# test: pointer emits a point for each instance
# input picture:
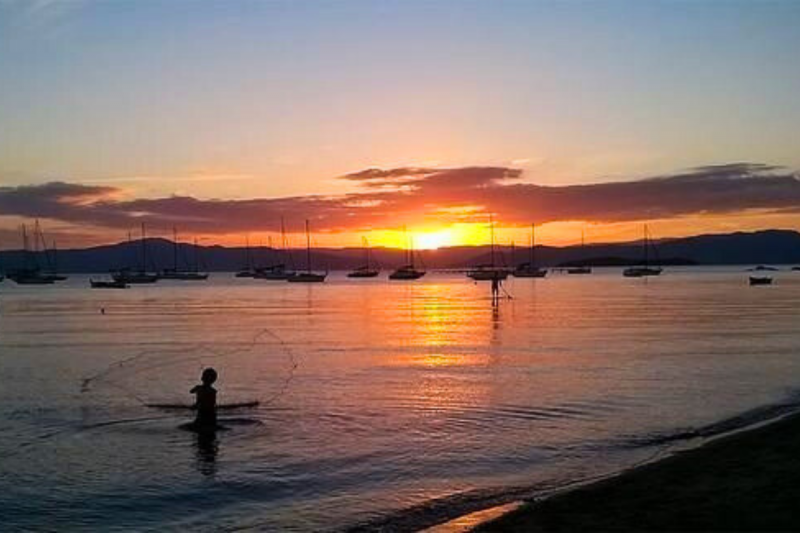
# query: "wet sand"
(749, 481)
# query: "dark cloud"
(426, 192)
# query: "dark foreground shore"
(745, 482)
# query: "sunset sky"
(222, 117)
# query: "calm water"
(407, 398)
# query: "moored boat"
(192, 273)
(763, 268)
(104, 284)
(407, 272)
(308, 276)
(645, 269)
(529, 269)
(490, 272)
(273, 273)
(580, 269)
(365, 270)
(134, 277)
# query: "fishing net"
(255, 370)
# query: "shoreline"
(748, 479)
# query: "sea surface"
(383, 404)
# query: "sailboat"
(583, 269)
(247, 271)
(30, 273)
(646, 269)
(491, 271)
(365, 270)
(408, 271)
(308, 276)
(140, 275)
(191, 274)
(276, 271)
(529, 269)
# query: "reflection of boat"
(762, 268)
(408, 271)
(308, 276)
(581, 269)
(365, 270)
(646, 269)
(192, 273)
(100, 284)
(491, 271)
(529, 269)
(139, 275)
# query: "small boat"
(192, 273)
(135, 277)
(363, 272)
(248, 271)
(182, 276)
(763, 268)
(640, 272)
(366, 270)
(31, 272)
(529, 269)
(138, 275)
(646, 269)
(580, 269)
(273, 273)
(407, 272)
(277, 271)
(308, 276)
(490, 272)
(113, 284)
(487, 273)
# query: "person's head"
(209, 376)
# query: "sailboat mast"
(174, 248)
(144, 250)
(248, 259)
(491, 236)
(308, 248)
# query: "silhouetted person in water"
(206, 401)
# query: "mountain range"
(761, 247)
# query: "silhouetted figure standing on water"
(206, 401)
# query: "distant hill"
(767, 247)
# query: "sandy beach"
(749, 481)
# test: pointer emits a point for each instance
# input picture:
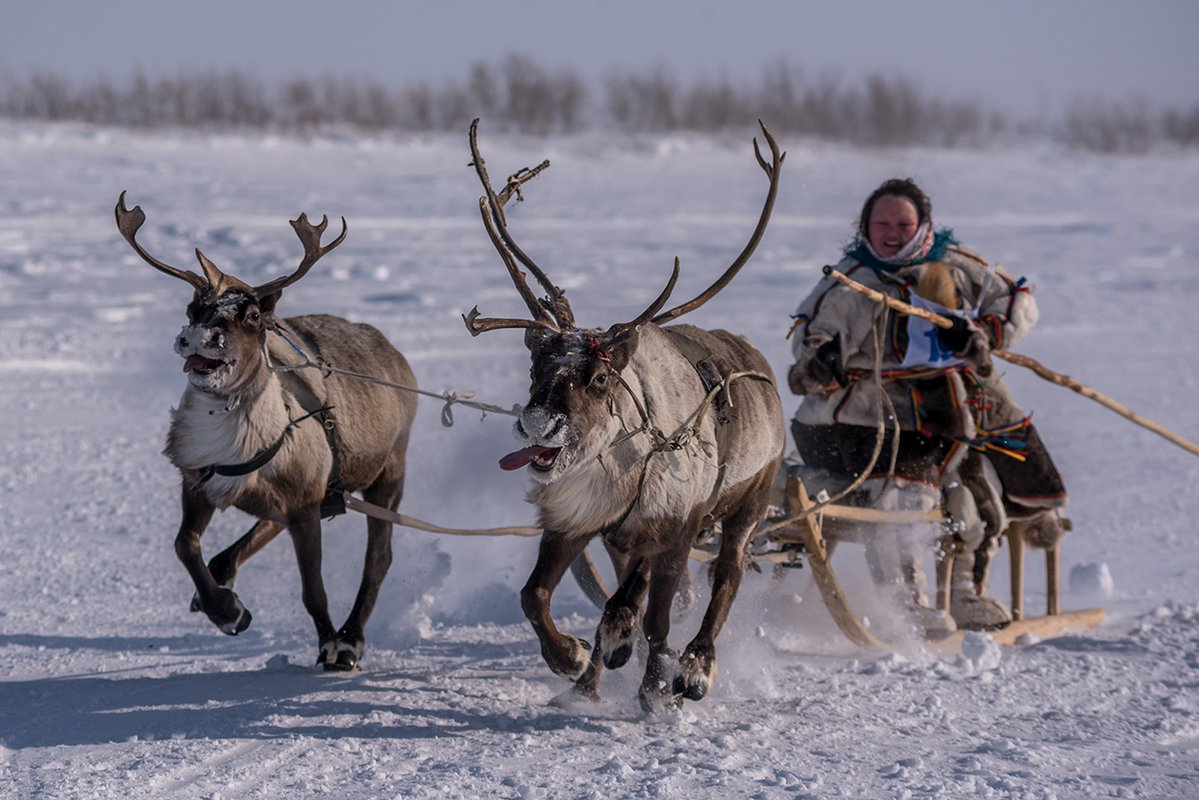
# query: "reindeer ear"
(266, 305)
(535, 337)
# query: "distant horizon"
(1023, 58)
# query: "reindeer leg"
(221, 605)
(224, 565)
(661, 667)
(305, 528)
(350, 642)
(564, 654)
(698, 662)
(616, 633)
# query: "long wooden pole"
(1020, 360)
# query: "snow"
(110, 687)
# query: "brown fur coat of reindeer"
(273, 443)
(643, 435)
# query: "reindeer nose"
(540, 423)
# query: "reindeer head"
(580, 398)
(227, 318)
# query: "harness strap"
(264, 456)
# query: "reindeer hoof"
(618, 633)
(697, 673)
(339, 656)
(571, 659)
(240, 624)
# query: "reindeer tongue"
(519, 458)
(199, 364)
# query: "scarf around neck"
(925, 246)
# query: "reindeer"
(273, 444)
(643, 435)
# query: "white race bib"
(925, 348)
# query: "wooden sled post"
(1016, 557)
(945, 557)
(821, 573)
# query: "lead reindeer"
(273, 443)
(643, 435)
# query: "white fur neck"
(209, 429)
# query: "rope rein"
(450, 397)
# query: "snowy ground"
(110, 687)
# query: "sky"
(1022, 55)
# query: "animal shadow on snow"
(116, 707)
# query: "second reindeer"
(643, 435)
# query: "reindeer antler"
(309, 236)
(128, 222)
(772, 172)
(554, 312)
(624, 329)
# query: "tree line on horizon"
(520, 95)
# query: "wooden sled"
(808, 541)
(812, 535)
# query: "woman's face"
(892, 223)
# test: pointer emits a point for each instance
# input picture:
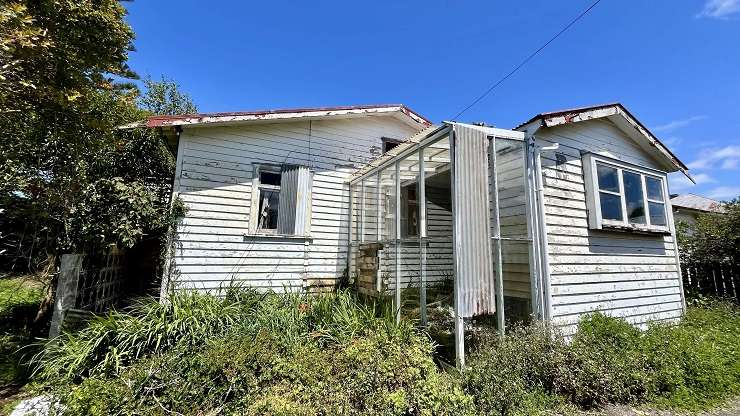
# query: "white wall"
(624, 274)
(214, 177)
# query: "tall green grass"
(254, 353)
(111, 342)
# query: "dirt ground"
(731, 408)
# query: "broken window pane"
(608, 180)
(657, 213)
(633, 196)
(611, 206)
(268, 209)
(654, 188)
(269, 178)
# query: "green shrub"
(383, 371)
(19, 304)
(603, 364)
(251, 353)
(514, 374)
(695, 364)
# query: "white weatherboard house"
(566, 214)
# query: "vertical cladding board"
(474, 280)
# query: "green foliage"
(64, 157)
(514, 374)
(250, 353)
(714, 239)
(19, 302)
(692, 365)
(164, 97)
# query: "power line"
(524, 62)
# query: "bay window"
(624, 196)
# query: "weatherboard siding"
(214, 247)
(634, 276)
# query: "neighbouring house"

──────────

Task goal |
Transcribe every record above exactly, leaving out the pictures.

Output for this exercise |
# test: pointer emits a point for each instance
# input picture:
# query: "wet sand"
(749, 481)
# query: "dark cloud"
(426, 192)
# query: "dark foreground shore"
(745, 482)
# query: "sunset sky"
(222, 117)
# query: "calm water"
(407, 398)
# query: "moored boat"
(192, 273)
(763, 268)
(104, 284)
(407, 272)
(308, 276)
(645, 269)
(529, 269)
(490, 272)
(273, 273)
(580, 269)
(365, 270)
(134, 277)
# query: "fishing net"
(255, 370)
# query: "shoreline"
(748, 479)
# query: "sea surface"
(383, 404)
# query: "sailboat"
(583, 269)
(247, 271)
(30, 273)
(646, 269)
(491, 271)
(365, 270)
(408, 271)
(308, 276)
(140, 275)
(191, 274)
(276, 271)
(529, 269)
# query: "reflection of boat"
(762, 268)
(408, 271)
(308, 276)
(581, 269)
(365, 270)
(646, 269)
(192, 273)
(100, 284)
(491, 271)
(529, 269)
(139, 275)
# query: "small boat"
(192, 273)
(135, 277)
(363, 272)
(248, 271)
(182, 276)
(763, 268)
(640, 272)
(366, 270)
(31, 272)
(529, 269)
(138, 275)
(646, 269)
(580, 269)
(273, 273)
(407, 272)
(277, 271)
(308, 276)
(490, 272)
(113, 284)
(487, 273)
# query: "person's head"
(209, 376)
# query: "sailboat mast"
(174, 248)
(144, 250)
(248, 259)
(491, 236)
(308, 248)
# query: "silhouetted person in water"
(206, 401)
# query: "mountain range"
(761, 247)
# query: "silhouetted figure standing on water"
(206, 401)
# query: "distant hill"
(767, 247)
# query: "sandy beach"
(749, 481)
# test: pointer emits a point for each instance
# input picture:
# query: "reindeer ear"
(266, 305)
(535, 337)
# query: "distant horizon"
(1023, 58)
# query: "reindeer leg"
(221, 605)
(224, 565)
(661, 667)
(305, 528)
(350, 642)
(564, 654)
(698, 662)
(616, 633)
# query: "long wooden pole"
(1020, 360)
# query: "snow"
(110, 687)
# query: "brown fur coat of reindeer"
(273, 443)
(643, 435)
# query: "reindeer nose"
(540, 423)
# query: "reindeer head"
(580, 398)
(227, 318)
# query: "harness strap"
(264, 456)
# query: "reindeer hoof"
(618, 633)
(697, 673)
(339, 656)
(571, 659)
(240, 624)
# query: "reindeer tongue"
(519, 458)
(199, 364)
# query: "scarf around neck"
(925, 246)
# query: "reindeer"
(273, 444)
(643, 435)
# query: "white race bib"
(925, 348)
# query: "wooden sled post"
(1016, 557)
(945, 557)
(821, 573)
# query: "lead reindeer"
(273, 443)
(643, 435)
# query: "white fur neck"
(209, 429)
# query: "rope rein"
(450, 397)
# query: "snowy ground"
(110, 687)
# query: "sky"
(1022, 55)
# query: "animal shadow on snow"
(116, 707)
# query: "second reindeer"
(643, 435)
# query: "reindeer antler"
(309, 236)
(128, 222)
(772, 172)
(554, 312)
(624, 329)
# query: "tree line on horizon"
(520, 95)
# query: "wooden sled"
(808, 541)
(812, 535)
# query: "woman's face"
(892, 223)
# test: pointer emits a point for each instance
# input picture:
# query: "white wall"
(624, 274)
(214, 177)
# query: "tall green grass"
(254, 353)
(111, 342)
# query: "dirt ground"
(731, 408)
# query: "broken window pane"
(608, 180)
(657, 213)
(633, 196)
(611, 206)
(268, 209)
(654, 188)
(269, 178)
# query: "green shrub"
(383, 371)
(19, 304)
(603, 364)
(251, 353)
(514, 374)
(695, 364)
# query: "white weatherboard house"
(566, 214)
# query: "vertical cladding board"
(474, 280)
# query: "green foliage"
(64, 157)
(514, 374)
(250, 353)
(714, 239)
(19, 302)
(692, 365)
(164, 97)
# query: "power line"
(524, 62)
# query: "bay window"
(624, 196)
# query: "weatherboard siding"
(214, 247)
(634, 276)
# query: "neighbouring house"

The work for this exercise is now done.